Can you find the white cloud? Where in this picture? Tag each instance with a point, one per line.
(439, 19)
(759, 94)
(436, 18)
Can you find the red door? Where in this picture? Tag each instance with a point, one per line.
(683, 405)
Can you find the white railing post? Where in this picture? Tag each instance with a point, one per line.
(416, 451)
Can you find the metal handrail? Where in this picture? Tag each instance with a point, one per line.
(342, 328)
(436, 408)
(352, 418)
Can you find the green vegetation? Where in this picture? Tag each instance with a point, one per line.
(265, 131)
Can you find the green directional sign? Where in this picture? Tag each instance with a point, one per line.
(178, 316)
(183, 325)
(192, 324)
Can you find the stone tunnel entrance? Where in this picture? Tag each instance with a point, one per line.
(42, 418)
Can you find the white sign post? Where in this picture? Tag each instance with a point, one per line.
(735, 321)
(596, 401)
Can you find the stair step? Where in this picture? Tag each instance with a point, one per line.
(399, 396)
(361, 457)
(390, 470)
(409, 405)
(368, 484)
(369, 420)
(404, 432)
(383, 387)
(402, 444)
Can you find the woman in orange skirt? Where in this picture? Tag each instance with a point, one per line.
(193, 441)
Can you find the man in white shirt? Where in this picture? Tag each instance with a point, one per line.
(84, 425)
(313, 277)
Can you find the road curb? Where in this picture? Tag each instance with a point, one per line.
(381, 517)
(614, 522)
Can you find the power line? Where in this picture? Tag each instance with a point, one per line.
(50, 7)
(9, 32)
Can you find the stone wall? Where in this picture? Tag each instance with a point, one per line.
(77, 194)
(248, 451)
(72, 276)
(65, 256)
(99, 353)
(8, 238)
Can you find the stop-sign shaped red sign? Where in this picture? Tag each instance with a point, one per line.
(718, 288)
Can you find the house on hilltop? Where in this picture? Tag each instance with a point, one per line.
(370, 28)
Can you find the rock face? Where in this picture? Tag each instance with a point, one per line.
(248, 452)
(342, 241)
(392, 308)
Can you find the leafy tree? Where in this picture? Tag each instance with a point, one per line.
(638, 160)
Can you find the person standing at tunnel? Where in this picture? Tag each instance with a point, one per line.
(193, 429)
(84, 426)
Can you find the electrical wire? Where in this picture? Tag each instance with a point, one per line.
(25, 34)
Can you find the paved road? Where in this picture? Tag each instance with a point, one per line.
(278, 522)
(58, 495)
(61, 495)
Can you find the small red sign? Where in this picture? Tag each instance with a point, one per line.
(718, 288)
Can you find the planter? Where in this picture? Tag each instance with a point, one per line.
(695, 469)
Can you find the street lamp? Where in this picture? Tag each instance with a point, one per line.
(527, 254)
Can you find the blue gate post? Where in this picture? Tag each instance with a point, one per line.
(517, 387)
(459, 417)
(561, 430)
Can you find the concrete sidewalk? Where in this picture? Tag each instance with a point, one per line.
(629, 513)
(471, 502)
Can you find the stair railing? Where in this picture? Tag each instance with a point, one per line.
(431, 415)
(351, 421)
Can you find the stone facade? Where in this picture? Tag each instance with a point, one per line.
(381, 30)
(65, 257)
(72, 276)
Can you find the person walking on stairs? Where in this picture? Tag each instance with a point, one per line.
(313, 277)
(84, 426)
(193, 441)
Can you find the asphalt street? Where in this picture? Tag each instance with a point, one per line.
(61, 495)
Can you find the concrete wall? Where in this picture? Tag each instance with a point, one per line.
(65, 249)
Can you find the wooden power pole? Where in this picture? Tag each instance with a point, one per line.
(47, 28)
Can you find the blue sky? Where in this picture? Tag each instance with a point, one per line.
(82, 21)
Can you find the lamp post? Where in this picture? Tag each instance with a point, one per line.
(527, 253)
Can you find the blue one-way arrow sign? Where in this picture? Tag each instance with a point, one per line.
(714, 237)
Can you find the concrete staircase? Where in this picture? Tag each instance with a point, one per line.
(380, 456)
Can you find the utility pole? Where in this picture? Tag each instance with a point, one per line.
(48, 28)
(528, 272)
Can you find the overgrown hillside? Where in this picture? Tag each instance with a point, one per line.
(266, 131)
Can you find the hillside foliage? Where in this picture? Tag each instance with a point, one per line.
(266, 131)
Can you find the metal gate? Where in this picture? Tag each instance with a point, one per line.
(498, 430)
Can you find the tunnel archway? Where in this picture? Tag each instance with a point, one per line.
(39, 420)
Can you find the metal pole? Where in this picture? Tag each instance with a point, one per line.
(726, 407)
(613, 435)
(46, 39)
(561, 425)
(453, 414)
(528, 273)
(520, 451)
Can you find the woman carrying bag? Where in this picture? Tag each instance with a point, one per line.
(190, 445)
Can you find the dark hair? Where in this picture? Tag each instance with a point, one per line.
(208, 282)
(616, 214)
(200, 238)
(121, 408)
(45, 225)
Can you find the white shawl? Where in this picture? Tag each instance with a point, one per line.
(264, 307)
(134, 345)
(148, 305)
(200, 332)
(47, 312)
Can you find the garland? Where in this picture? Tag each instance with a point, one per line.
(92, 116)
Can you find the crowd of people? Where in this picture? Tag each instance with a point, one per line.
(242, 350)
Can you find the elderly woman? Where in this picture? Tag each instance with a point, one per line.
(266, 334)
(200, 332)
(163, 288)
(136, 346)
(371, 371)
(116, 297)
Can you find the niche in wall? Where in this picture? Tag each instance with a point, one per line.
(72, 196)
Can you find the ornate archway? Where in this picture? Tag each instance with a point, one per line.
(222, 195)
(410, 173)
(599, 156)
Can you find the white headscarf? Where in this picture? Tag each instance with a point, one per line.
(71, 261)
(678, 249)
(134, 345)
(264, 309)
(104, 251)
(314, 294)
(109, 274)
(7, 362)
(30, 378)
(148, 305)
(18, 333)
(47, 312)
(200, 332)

### PROBLEM
Print nothing but the lines from the line with "Can you find the garland?" to the last line of the records above. Both of those lines count.

### THE RESPONSE
Can you find the garland? Where in this picture? Tag each instance with a point, one per line.
(92, 116)
Can you find the crowd of people? Where in this picture? Tag each instance with a point, one per line.
(242, 350)
Can you find the elderly woman? Where in this picture? Tag each instance with a point, one per line.
(266, 334)
(200, 332)
(163, 288)
(136, 346)
(371, 371)
(116, 297)
Can you find the niche in wall? Where in this picture? Tag each instance with a point, one per line.
(72, 196)
Can you find the ornate archway? Where in this picture? Tag each instance with a point, one per line.
(222, 195)
(410, 173)
(599, 156)
Can you find the white headscarf? Where in this picture? Tag each instance with a point, one per line.
(71, 261)
(678, 249)
(134, 345)
(264, 309)
(104, 251)
(314, 294)
(109, 274)
(7, 362)
(30, 378)
(148, 305)
(18, 333)
(47, 312)
(200, 332)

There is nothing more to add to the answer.